• TO DO:
a – Retype the part of the puppy thread that opens with the words containing "The puppy stage" and closes with "the money back.".
b – Decide whether each statement agrees with the puppy thread, answering yes or no and quoting the deciding words of the thread. (i) Gemmaa suggests a crate cover so the toddler can't see the puppy. (ii) Gemmaa says the money can be expected back if the puppy is returned. (iii) JRB123's household got the puppy mostly because JRB123 wanted one.

• GIVEN PASSAGE:
Sorry if this seems a bit personal but do you think she might be a little jealous of the bond you and your son clearly have with Ronnie? Is she feeling a little left out? If only she could see that once Ronnie can go out for walks she will be able to take him and your toddler to the park together etc etc. She feels she can't leave him at home in his crate while she takes the toddler out but she could hand him back and deal with the fallout from your son?? Its all a bit irrational.


----------



## anthandsam (Jun 27, 2017)

dog lover, I've used that exact phrase.

I've said that I think we are teaching a terrible life lesson on giving up when things get tough.


----------



## Gemmaa (Jul 19, 2009)

Oh wow, you've only had him for 10 _*days, *_I thought it was going to much longer as he sounds like he's quite an easy puppy.
If she's really not in it for the long haul, then as others have said, the pup needs to go back to the breeder ASAP. Although I honestly don't think you've had him long enough to be talking about giving up.

Things always get better when they can go for walks and they're more tired. You could get a crate cover so your toddler can't see him and would maybe leave him alone while he's resting.
There's lots of mentally stimulating toys, Kongs, Busy Buddy, Nina Ottosson, food balls, that would keep a puppy entertained for a while in the garden or a seperate room from the toddler, so your partner would have a break for a little while.

The puppy stage doesn't last long, and he sounds like he could grow into a really sensible little dog. Your son could take him to training classes, fun dog shows, etc.
Teaching your toddler how to behave around dogs would be good anyway, so that she doesn't run up to strange dogs in public.

I know a few people who had dogs taken away from them at a young age, and they didn't get over it...but if the puppy isn't going to have a good quality of life because he's not wanted/resented, then he needs to be the priority and given back while he's young enough to be rehomed, but don't expect to get the money back.


----------



## JRB123 (Jun 22, 2017)

I'm a new pup owner and mostly the one who does all the work too! I've had the puppy blues too and feel a little housebound! Also we mostly got the puppy as my daughter wanted one for years- it wasn't on my agenda!!! However it's been hard work plus he's a fussy eater and had some health issues. It seems non stop worry!

[Stored data entries]

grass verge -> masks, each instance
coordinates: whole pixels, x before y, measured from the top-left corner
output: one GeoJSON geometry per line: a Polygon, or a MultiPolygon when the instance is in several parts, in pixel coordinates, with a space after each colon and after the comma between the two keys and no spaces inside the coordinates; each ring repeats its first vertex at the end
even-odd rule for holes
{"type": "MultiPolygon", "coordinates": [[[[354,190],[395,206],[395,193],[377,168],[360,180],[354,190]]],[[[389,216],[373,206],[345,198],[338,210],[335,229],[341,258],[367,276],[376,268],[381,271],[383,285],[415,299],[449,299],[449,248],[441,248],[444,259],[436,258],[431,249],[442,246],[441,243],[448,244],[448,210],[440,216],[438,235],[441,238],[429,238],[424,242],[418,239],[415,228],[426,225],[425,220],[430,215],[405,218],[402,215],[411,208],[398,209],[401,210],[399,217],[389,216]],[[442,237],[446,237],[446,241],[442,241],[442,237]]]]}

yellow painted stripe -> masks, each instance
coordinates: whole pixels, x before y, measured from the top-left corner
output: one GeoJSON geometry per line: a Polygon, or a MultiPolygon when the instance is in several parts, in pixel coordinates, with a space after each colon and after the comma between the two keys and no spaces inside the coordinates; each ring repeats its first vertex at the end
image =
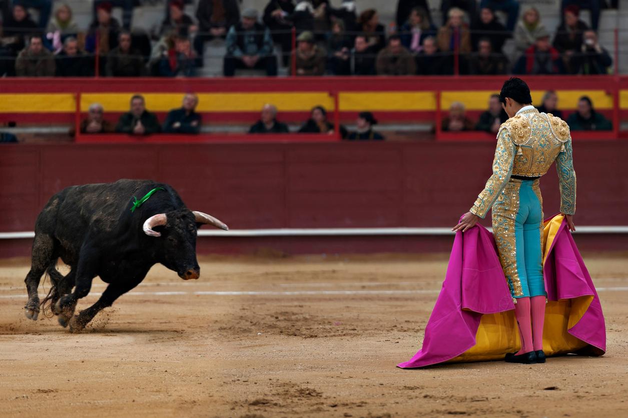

• RESPONSES FOR EACH TASK:
a –
The puppy stage doesn't last long, and he sounds like he could grow into a really sensible little dog. Your son could take him to training classes, fun dog shows, etc.
Teaching your toddler how to behave around dogs would be good anyway, so that she doesn't run up to strange dogs in public.

I know a few people who had dogs taken away from them at a young age, and they didn't get over it...but if the puppy isn't going to have a good quality of life because he's not wanted/resented, then he needs to be the priority and given back while he's young enough to be rehomed, but don't expect to get the money back.

b –
(i) Yes: "You could get a crate cover so your toddler can't see him"
(ii) No: "but don't expect to get the money back."
(iii) No: "we mostly got the puppy as my daughter wanted one for years- it wasn't on my agenda!!!"